### DATA PROVIDED
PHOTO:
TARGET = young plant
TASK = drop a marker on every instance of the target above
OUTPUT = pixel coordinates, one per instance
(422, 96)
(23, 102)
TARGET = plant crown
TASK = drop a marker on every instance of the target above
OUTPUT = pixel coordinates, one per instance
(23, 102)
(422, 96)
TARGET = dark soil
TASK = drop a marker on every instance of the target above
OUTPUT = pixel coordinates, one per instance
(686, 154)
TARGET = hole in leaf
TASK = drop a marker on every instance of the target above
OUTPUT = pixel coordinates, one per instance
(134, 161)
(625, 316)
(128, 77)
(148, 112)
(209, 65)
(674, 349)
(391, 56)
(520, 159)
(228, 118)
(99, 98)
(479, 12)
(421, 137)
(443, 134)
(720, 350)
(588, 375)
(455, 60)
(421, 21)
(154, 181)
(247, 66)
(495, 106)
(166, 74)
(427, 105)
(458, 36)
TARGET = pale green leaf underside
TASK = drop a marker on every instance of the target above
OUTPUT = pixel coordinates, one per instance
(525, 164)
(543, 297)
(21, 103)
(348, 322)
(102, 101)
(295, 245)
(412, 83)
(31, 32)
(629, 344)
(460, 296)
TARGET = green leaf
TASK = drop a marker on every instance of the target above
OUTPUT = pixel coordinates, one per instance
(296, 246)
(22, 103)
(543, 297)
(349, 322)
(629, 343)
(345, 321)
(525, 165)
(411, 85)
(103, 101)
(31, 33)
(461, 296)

### SET TASK
Copy the data above line for line, with no changes.

### ANSWER FOR THIS EXERCISE
PHOTO:
TARGET = young plant
TASK = drop a marker on every instance of the target above
OUTPUT = pixel coordinates, one per instance
(422, 96)
(23, 102)
TARGET = plant crown
TASK = drop a marker on every instance of the target above
OUTPUT = pixel coordinates, one per instance
(23, 102)
(422, 96)
TARGET = dark soil
TASK = drop a marker on every instance of the target above
OUTPUT = pixel coordinates, one per instance
(686, 154)
TARGET = hole in leaf
TASK = drop a marker on every instance of the target above
OUTPUT = pixel coordinates, one per instance
(134, 161)
(625, 316)
(128, 77)
(148, 112)
(209, 65)
(674, 349)
(391, 56)
(520, 159)
(228, 118)
(99, 98)
(479, 12)
(421, 137)
(443, 134)
(720, 350)
(588, 375)
(455, 60)
(421, 21)
(154, 181)
(247, 66)
(495, 106)
(166, 74)
(427, 105)
(458, 36)
TARGET = pale green leaf underside
TASK = drop a marker on every instance of the target above
OUTPUT = pixel coordinates, one per instance
(525, 164)
(543, 297)
(21, 103)
(348, 322)
(102, 101)
(295, 245)
(412, 83)
(31, 32)
(629, 344)
(460, 296)
TARGET = green leaf
TASK = drop a marker on every instance of the target above
OUTPUT = pixel coordinates, one per instance
(296, 246)
(22, 103)
(543, 297)
(349, 322)
(629, 343)
(345, 321)
(525, 165)
(411, 85)
(103, 101)
(31, 33)
(461, 296)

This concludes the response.